Instructions for the task »
Using the excerpt on replica symmetry breaking below, explain why the zero temperature limit of the free energy loses one level of replica symmetry breaking.

start Document segment

The zero temperature limit of the free energy loses one level of replica
symmetry breaking. Physically, this is a result of the fact that in $k$-RSB,
$q_k$ gives the overlap within a state, e.g., within the basin of a well inside
the energy landscape. At zero temperature, the measure is completely localized
on the bottom of the well, and therefore the overlap with each state becomes
one. We will see that the complexity of low-energy stationary points in
Kac--Rice computation is also given by a $(k-1)$-RSB anstaz. Heuristically, this is because
each stationary point also has no width and therefore overlap one with itself.



\section{Kac--Rice calculation}

\cite{Auffinger_2012_Random, BenArous_2019_Geometry}

The stationary points of a function can be counted using the Kac--Rice formula,
which integrates a over the function's domain a $\delta$-function containing
the gradient multiplied by the absolute value of the determinant
\cite{Rice_1939_The, Kac_1943_On}. In addition, we insert a $\delta$-function
fixing the energy density $E$, giving the number of stationary points at
energy $E$ in terms of a Lagrange multiplier $\mu$ as:
\begin{equation}
  \mathcal N(E, {\cal I}_o)
  =\int ds d\mu\,\delta(NE-H(s))\delta(\partial H(s)+\mu s)|\det(\partial\partial H(s)+\mu I)| \Theta\left[{\cal I}(s,\mu)-{\cal I}_o)\right]
\end{equation}
where $\Theta$ is one in the region in which the Hessian the argument is vanishes, and zero elsewhere. 
This number will typically be exponential in $N$. In order to find typical
counts when disorder is averaged, we will want to average its logarithm
instead, which is known as the averaged complexity:
\begin{equation}
  \Sigma(E,\mu)=\lim_{N\to\infty}\frac1N\overline{\log\mathcal N(E, {\cal I}_o)}
\end{equation}
If one averages over $\mathcal N$ and afterward takes its logarithm, one arrives at the so-called {\em annealed} complexity
\begin{equation}
  \Sigma_\mathrm a(E,{\cal I}_o)
  =\lim_{N\to\infty}\frac1N\log\overline{\mathcal N(E,{\cal I}_o))}
\end{equation}
This has been previously computed for the mixed $p$-spin models \cite{BenArous_2019_Geometry}, with the result
%\begin{equation}
 % \begin{aligned}
    %\Sigma_\mathrm a(E,\mu)

end Document segment
start Given entries

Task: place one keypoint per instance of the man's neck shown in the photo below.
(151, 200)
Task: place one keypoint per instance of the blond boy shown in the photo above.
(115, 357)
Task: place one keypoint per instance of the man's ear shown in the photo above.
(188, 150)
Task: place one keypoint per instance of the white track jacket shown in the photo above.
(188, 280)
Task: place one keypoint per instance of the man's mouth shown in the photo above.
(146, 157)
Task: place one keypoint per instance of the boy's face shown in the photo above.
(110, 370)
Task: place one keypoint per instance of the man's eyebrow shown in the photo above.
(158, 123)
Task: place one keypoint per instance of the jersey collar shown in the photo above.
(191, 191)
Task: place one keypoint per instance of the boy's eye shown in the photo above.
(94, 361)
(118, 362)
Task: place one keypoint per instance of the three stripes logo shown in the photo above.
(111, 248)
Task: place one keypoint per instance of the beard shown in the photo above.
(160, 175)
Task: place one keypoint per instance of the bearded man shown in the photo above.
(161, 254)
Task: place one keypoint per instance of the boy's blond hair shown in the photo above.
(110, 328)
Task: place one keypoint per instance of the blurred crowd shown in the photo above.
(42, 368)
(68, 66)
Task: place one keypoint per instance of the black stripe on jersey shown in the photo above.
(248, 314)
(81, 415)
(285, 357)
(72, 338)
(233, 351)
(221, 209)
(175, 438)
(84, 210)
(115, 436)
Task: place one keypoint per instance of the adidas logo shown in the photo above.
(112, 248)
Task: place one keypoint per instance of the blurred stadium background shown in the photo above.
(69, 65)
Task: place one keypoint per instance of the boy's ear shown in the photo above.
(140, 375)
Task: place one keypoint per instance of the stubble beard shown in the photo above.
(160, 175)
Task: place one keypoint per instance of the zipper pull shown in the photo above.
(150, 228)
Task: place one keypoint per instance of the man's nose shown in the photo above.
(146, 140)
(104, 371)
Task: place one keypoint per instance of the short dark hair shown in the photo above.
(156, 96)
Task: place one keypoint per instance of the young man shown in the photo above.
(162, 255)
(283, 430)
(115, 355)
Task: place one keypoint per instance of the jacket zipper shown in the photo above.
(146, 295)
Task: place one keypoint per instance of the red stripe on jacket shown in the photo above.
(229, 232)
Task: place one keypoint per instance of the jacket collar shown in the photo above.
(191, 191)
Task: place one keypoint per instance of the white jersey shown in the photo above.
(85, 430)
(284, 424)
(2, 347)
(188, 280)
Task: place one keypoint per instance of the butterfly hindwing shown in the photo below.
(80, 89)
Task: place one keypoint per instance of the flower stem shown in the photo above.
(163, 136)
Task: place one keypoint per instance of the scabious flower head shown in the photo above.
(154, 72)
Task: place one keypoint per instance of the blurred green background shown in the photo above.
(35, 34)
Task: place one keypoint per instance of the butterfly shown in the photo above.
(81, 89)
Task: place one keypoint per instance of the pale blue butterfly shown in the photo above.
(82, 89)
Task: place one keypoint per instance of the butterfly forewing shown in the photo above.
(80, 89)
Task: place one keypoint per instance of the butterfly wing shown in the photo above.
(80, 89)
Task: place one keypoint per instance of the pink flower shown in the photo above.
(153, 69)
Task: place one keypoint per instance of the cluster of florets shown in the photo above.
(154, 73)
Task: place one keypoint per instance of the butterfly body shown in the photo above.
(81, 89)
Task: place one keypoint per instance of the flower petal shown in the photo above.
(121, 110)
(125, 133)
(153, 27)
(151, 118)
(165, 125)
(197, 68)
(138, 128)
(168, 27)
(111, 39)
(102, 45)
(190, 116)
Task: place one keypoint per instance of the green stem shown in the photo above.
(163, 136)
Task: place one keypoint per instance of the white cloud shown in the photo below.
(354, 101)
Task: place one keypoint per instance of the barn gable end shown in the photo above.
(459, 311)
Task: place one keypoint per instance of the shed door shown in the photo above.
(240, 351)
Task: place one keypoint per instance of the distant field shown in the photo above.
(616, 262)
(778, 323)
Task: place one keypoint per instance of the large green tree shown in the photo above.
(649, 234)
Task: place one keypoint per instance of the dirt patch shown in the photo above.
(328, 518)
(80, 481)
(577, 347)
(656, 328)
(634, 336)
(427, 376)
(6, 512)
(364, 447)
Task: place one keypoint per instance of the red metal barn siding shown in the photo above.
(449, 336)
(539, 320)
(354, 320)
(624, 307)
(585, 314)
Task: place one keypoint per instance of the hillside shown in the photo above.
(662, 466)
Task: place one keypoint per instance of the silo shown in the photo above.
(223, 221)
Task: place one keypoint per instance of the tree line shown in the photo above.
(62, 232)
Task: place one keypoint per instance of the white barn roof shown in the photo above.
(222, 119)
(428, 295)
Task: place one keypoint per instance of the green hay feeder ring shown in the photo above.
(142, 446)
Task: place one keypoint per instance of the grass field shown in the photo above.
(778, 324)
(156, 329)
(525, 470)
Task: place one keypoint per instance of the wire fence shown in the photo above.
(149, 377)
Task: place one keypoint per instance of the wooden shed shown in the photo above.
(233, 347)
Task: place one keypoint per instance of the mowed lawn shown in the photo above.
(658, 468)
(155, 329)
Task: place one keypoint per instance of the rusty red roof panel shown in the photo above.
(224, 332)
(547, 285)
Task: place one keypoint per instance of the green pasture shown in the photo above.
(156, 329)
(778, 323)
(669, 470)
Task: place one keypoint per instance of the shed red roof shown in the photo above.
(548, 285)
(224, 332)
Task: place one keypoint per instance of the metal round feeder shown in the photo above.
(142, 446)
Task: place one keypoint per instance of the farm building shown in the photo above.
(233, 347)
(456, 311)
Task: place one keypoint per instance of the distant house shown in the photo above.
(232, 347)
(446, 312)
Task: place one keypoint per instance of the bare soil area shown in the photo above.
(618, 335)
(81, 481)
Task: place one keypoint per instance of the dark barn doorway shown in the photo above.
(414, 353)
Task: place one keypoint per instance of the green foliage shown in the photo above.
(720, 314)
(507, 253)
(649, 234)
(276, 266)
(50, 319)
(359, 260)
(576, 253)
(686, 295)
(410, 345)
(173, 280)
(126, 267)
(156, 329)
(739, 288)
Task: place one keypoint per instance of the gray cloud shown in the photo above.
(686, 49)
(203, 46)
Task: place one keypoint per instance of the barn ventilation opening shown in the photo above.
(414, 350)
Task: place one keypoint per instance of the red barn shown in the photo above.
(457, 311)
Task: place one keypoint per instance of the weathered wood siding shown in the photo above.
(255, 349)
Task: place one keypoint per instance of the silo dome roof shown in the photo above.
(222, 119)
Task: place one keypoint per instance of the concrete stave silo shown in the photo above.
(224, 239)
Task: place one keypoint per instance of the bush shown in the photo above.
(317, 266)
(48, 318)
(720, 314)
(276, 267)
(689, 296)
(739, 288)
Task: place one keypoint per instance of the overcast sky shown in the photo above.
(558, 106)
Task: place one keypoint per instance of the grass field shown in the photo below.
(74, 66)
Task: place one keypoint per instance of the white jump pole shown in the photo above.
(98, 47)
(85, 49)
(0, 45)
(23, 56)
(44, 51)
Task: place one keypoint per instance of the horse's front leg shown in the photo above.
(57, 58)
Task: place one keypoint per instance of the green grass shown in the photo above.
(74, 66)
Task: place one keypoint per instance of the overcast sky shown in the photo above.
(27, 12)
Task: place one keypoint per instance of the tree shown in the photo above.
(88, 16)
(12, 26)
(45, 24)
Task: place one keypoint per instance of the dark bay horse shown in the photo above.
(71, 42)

end Given entries
start Given entries

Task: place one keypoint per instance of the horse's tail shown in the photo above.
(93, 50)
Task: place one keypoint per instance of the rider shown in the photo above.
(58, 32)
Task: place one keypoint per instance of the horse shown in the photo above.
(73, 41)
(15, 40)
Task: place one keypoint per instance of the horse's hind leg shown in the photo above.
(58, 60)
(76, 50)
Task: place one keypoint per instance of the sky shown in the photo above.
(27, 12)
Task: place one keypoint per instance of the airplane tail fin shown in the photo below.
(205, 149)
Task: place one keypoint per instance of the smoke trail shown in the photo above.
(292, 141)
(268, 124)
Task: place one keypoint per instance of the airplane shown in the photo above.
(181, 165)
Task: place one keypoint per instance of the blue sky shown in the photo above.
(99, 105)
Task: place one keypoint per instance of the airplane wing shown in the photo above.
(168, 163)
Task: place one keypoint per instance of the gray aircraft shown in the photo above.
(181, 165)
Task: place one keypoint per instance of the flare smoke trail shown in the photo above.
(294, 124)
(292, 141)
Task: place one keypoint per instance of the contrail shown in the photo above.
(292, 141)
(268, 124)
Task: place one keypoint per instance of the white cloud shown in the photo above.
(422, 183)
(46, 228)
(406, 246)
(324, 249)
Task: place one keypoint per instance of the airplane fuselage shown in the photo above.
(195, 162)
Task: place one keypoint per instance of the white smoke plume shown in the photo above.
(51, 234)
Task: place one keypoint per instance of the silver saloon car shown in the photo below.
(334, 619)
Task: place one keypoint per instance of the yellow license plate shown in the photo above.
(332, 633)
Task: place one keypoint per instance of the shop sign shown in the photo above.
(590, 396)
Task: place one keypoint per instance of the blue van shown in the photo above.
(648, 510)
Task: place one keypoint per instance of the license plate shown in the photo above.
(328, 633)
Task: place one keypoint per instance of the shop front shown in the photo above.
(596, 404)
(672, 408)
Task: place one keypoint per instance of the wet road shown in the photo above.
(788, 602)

end Given entries

Completed exercise »
In $k$-RSB, $q_k$ gives the overlap within a state, such as within the basin of a well in the energy landscape. At zero temperature the measure is completely localized on the bottom of the well, so the overlap with each state becomes one.